EXTRAIT FOURNI:
• • • • • • •

La mise en scène est avant tout mentale

Propos recueillis par Amaury da Cunha,
La République de la Photographie, avril 2013

 

Cyrille Weiner est un photographe marcheur. Pas un promeneur du dimanche. Qui n’hésite pas à s’encombrer du matériel le plus lourd qui soit. Il faut bien marquer le coup. Faire des images qui tiennent. Pendant huit ans, il a photographié un territoire transitoire, à l’ouest parisien, au bord de l’autoroute. Friche, débauche de nature incongrue au milieu des immeubles. Improbable survivance humaine. Rencontre.

 

Comment avez-vous pris connaissance de cet endroit atypique de l’Ouest Parisien que vous avez photographié de 2004 à 2012 ? Au hasard de vos déambulations ?

• • • • • • •

CONSIGNES D'EXERCICE:
[1] Indiquez si chaque affirmation concorde avec l'extrait fourni, par oui ou non, en citant à l'identique les mots décisifs : (a) Cyrille Weiner a photographié ce territoire pendant huit ans. (b) Le territoire photographié se situe à l'est parisien. (c) Le photographe se contente d'un matériel léger.
[2] Traduisez en anglais cette phrase de l'extrait fourni : « Pendant huit ans, il a photographié un territoire transitoire, à l’ouest parisien, au bord de l’autoroute. »
[3] Veuillez transcrire fidèlement le passage de l'extrait fourni qui commence par les mots contenant « Cyrille Weiner est » et se termine par « survivance humaine. Rencontre. ».
Les items forment un matériau indépendant de l'extrait fourni.

• • • • • • •

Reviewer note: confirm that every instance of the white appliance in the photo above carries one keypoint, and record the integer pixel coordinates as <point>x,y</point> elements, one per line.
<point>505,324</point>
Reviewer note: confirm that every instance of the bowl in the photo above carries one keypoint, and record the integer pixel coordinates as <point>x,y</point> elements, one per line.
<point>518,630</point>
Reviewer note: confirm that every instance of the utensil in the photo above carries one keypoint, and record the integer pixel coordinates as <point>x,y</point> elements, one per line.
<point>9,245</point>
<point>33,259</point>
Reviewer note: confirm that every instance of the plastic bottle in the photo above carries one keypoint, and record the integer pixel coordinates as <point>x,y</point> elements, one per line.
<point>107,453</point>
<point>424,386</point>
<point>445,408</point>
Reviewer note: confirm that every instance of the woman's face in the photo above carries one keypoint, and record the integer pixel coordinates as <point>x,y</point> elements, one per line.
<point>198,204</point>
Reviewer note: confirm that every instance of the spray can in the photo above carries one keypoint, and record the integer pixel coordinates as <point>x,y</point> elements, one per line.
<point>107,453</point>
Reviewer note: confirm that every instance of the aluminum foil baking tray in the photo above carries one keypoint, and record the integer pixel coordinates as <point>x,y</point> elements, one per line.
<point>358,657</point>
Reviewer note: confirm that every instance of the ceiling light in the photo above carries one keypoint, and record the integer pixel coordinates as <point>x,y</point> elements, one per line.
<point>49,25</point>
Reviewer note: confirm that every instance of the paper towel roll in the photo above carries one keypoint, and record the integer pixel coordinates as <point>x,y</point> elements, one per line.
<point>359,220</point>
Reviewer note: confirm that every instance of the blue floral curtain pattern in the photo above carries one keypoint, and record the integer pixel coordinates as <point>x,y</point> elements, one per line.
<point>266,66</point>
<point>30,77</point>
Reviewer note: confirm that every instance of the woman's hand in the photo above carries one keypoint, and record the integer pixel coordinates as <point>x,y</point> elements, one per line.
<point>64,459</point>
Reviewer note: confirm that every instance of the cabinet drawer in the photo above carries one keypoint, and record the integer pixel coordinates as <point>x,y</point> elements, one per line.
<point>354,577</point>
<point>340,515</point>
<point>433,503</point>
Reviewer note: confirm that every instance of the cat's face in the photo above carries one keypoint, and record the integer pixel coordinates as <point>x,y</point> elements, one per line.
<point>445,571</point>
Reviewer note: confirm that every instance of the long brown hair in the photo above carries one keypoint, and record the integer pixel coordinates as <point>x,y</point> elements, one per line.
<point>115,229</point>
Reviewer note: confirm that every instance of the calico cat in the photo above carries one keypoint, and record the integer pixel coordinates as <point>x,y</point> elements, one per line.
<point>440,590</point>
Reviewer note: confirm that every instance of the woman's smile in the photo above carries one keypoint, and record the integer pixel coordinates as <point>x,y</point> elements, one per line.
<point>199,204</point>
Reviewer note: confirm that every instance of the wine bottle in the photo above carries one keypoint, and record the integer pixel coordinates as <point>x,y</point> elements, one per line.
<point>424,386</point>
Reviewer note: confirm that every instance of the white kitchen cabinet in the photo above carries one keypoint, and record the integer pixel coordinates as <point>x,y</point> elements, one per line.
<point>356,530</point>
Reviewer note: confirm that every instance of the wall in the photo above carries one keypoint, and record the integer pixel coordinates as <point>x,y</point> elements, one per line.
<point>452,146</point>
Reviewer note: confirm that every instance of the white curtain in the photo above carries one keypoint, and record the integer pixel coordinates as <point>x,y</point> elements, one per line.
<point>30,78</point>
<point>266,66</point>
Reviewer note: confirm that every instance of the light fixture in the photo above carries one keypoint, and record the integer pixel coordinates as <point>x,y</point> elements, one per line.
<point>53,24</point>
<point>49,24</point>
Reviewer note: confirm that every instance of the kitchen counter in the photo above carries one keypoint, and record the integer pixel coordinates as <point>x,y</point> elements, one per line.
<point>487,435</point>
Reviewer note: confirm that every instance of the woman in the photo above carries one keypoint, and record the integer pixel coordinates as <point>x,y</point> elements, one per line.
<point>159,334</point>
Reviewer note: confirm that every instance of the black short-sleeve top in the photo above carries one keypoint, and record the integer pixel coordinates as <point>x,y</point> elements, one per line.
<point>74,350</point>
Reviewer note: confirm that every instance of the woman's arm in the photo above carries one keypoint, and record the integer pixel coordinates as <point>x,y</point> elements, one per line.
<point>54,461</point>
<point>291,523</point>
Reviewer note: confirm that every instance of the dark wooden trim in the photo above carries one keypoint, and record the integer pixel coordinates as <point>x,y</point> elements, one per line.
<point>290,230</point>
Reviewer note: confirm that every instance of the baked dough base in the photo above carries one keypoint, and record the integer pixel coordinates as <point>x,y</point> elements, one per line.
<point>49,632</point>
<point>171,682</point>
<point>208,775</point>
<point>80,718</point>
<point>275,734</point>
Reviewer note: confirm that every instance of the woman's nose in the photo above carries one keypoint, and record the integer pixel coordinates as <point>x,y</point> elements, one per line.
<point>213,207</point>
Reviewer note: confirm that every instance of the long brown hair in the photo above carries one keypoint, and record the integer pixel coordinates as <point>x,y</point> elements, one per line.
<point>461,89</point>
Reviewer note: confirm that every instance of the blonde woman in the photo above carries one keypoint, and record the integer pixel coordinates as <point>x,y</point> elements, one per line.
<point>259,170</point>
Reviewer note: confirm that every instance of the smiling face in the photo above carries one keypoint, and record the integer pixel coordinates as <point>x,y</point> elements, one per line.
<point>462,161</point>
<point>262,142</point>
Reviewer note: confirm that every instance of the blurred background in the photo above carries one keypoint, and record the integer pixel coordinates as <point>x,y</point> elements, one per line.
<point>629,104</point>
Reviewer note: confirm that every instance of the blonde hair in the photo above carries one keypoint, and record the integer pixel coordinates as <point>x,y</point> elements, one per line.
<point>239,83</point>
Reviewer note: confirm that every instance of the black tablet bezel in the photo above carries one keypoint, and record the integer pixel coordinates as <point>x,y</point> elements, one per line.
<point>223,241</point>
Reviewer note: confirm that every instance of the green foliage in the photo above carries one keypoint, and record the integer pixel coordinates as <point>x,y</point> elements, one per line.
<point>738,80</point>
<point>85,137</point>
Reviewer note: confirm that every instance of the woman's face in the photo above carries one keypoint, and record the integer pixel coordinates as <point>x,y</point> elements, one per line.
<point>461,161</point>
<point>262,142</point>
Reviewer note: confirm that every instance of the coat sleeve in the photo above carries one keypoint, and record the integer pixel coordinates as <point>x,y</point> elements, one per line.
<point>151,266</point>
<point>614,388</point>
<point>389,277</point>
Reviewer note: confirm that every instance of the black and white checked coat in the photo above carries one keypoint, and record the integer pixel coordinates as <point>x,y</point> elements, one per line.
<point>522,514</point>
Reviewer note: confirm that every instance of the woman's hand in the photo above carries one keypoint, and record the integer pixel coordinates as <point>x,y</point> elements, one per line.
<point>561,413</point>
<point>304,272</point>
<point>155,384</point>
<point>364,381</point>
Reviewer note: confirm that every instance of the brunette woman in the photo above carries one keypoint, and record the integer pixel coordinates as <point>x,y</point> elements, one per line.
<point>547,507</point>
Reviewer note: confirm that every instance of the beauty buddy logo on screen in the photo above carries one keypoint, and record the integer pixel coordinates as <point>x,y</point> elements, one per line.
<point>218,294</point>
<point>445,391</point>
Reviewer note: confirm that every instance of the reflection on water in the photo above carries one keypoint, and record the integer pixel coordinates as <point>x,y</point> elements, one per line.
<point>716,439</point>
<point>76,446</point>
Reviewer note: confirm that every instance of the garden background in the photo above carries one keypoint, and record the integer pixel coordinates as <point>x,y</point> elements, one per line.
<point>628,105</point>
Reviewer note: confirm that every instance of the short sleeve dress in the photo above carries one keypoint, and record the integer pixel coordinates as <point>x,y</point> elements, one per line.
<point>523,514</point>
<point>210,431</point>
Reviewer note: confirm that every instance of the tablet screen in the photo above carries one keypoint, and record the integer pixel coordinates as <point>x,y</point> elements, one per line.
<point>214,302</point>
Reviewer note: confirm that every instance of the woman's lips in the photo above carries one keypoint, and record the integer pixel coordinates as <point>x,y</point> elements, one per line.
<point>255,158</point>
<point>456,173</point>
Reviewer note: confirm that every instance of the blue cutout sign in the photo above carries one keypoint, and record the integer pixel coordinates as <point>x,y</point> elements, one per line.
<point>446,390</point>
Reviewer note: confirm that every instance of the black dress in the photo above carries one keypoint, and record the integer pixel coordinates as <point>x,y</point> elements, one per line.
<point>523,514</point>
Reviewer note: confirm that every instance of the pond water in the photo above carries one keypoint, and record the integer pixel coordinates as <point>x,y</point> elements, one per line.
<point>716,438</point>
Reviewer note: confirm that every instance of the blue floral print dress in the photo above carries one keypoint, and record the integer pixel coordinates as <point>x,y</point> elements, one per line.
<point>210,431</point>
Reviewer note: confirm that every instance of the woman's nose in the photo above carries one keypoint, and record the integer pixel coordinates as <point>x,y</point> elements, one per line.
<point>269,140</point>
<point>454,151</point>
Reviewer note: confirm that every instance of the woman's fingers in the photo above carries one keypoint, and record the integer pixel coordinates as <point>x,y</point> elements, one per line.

• • • • • • •

LISTE DES RÉPONSES:
[1]
(a) Oui : « Pendant huit ans, il a photographié un territoire transitoire ».
(b) Non : « à l’ouest parisien, au bord de l’autoroute ».
(c) Non : « Qui n’hésite pas à s’encombrer du matériel le plus lourd qui soit. »

[2] For eight years, he photographed a transitional territory in the western part of Paris, beside the highway.

[3]
Cyrille Weiner est un photographe marcheur. Pas un promeneur du dimanche. Qui n’hésite pas à s’encombrer du matériel le plus lourd qui soit. Il faut bien marquer le coup. Faire des images qui tiennent. Pendant huit ans, il a photographié un territoire transitoire, à l’ouest parisien, au bord de l’autoroute. Friche, débauche de nature incongrue au milieu des immeubles. Improbable survivance humaine. Rencontre.